And I was going to mention the sexual asphixiation(sp?) done by adults, but that was already covered, so I will end my note on that here.
And I do believe that the social media is pretty much responsible for getting the information to do stupid things out so that more and more children can mimic the ones being covered. Were it not for the media's "outrage" on the Hot Coffee mod, I would have never known about it(I thought it was funny actually). As much as I hate admitting it, parents and children are both equally responsible on the matters of children doing stupid crap. The children should know better, but the parents need to keep better tabs on their kids without enforcing the invasive aspects of it.

________

• Task to carry out: According to the comment on media and children, who is responsible when children do stupid things?

________

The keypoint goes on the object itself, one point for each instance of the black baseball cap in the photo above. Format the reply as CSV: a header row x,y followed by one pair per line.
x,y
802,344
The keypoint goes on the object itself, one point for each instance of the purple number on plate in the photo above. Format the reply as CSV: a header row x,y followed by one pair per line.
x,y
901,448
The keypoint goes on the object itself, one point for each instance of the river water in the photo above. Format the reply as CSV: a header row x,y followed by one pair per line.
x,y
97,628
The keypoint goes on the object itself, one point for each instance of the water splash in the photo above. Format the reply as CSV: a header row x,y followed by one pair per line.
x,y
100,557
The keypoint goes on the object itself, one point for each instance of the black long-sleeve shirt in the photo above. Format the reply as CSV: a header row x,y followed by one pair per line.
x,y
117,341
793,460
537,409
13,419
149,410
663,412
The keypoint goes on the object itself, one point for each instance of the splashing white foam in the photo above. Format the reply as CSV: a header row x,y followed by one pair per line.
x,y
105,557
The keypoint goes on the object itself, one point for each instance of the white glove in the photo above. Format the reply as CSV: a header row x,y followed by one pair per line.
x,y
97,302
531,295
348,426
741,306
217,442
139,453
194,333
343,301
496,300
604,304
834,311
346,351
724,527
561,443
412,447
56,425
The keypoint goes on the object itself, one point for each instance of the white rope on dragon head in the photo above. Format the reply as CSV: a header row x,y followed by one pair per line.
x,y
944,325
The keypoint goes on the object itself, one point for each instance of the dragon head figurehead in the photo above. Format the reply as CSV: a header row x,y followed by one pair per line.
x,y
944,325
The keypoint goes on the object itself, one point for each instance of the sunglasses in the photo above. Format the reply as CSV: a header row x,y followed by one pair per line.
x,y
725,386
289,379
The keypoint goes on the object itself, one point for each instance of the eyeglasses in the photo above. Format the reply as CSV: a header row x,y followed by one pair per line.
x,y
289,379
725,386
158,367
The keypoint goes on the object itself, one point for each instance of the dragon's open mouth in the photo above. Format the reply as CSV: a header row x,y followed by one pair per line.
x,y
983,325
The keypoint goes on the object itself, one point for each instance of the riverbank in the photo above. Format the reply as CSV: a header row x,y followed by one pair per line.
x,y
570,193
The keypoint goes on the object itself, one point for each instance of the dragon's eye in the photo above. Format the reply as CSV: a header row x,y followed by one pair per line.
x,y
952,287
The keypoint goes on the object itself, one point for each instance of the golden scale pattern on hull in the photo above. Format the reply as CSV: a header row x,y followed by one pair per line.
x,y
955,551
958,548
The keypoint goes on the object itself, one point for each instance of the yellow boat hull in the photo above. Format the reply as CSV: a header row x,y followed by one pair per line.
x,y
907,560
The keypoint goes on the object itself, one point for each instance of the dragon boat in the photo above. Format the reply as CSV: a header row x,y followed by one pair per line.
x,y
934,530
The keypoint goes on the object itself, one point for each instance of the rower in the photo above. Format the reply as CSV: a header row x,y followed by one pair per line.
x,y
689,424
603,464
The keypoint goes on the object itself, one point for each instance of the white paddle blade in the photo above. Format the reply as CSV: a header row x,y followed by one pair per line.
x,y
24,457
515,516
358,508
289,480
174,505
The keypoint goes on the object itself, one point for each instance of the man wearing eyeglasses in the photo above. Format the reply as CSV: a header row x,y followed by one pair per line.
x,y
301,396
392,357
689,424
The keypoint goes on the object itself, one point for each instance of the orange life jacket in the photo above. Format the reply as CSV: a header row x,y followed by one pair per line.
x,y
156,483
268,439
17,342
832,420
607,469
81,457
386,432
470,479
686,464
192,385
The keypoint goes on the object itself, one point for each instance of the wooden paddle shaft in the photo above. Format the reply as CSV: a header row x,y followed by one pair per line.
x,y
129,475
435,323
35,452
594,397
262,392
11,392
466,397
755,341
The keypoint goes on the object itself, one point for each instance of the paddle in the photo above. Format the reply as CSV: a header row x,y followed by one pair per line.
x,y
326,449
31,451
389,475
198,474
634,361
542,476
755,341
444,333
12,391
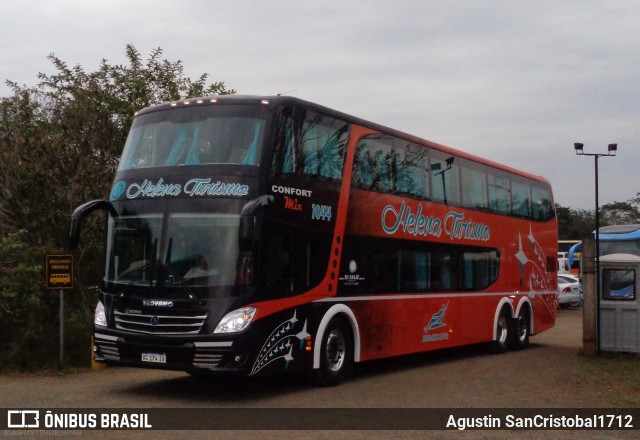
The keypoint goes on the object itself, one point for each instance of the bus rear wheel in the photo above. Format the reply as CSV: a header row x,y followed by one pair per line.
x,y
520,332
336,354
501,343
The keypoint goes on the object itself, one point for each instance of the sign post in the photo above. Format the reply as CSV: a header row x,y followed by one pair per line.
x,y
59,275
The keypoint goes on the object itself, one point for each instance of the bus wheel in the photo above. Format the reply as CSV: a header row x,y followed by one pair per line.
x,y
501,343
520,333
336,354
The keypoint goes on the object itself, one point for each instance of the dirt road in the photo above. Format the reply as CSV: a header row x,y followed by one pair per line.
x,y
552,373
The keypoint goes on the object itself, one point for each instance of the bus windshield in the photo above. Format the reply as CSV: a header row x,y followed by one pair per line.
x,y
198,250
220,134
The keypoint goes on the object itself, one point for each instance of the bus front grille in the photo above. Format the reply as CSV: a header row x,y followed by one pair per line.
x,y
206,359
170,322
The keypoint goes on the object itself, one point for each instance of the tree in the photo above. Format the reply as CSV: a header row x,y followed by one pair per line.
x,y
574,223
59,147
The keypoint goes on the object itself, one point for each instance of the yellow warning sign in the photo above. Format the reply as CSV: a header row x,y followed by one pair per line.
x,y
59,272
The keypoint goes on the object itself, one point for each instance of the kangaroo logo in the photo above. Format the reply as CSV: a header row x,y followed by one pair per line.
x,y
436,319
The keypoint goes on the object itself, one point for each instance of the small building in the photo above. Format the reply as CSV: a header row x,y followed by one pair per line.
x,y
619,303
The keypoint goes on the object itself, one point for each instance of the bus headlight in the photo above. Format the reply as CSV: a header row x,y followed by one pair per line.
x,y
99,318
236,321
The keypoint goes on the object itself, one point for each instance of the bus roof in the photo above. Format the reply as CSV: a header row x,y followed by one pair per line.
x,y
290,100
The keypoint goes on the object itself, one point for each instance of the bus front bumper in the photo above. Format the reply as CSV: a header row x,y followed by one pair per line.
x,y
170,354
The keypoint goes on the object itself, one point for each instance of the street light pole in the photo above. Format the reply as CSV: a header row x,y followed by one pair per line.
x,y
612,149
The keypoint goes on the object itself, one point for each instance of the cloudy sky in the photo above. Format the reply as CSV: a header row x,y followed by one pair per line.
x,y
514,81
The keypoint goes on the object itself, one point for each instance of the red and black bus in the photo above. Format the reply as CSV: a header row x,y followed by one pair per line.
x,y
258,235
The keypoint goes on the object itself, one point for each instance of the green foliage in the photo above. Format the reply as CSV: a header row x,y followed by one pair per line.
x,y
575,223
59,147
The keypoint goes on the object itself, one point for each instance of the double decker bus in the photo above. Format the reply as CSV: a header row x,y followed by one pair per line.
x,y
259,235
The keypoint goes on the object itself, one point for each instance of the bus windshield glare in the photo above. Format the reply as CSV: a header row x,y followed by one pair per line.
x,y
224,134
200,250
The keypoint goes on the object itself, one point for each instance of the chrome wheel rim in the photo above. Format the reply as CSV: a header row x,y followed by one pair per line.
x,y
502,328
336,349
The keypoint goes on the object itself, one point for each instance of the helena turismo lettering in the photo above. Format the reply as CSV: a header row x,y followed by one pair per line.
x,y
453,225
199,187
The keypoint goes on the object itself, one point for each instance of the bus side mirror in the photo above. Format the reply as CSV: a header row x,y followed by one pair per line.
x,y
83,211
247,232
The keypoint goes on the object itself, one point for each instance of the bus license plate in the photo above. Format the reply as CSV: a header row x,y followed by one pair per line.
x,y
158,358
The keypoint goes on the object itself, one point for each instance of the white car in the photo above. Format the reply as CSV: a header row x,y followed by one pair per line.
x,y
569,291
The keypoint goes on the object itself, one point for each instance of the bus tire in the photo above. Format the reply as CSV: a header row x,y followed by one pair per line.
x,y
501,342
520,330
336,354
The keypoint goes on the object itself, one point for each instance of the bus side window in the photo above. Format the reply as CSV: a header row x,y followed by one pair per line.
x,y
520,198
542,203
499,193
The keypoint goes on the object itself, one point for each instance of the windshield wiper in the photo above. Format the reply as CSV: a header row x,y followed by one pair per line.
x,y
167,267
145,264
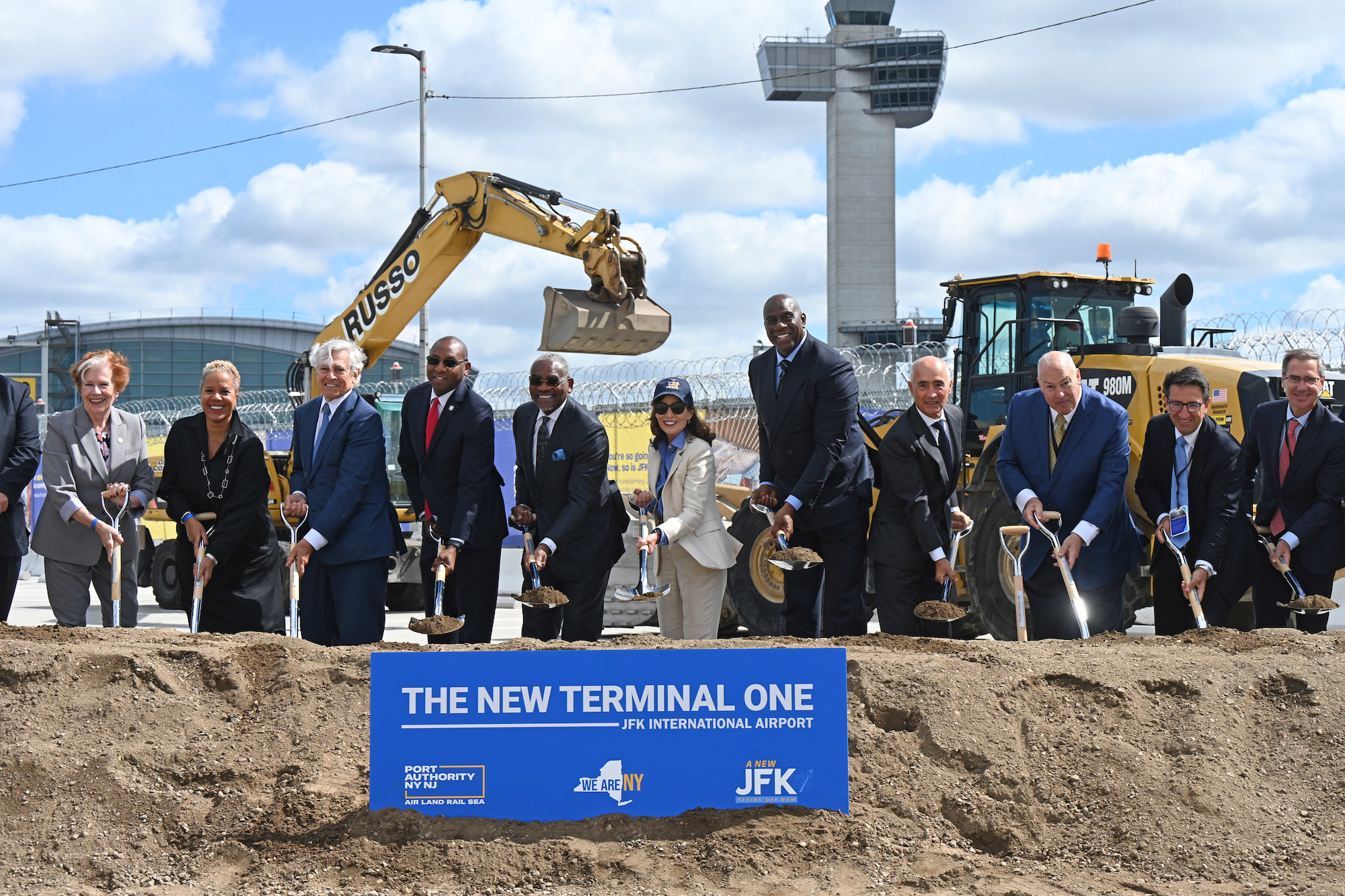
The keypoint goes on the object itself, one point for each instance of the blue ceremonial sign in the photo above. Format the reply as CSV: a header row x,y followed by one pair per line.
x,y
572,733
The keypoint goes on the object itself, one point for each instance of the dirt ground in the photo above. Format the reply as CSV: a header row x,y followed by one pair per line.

________

• Output for this exercise: Parents and children are both equally responsible.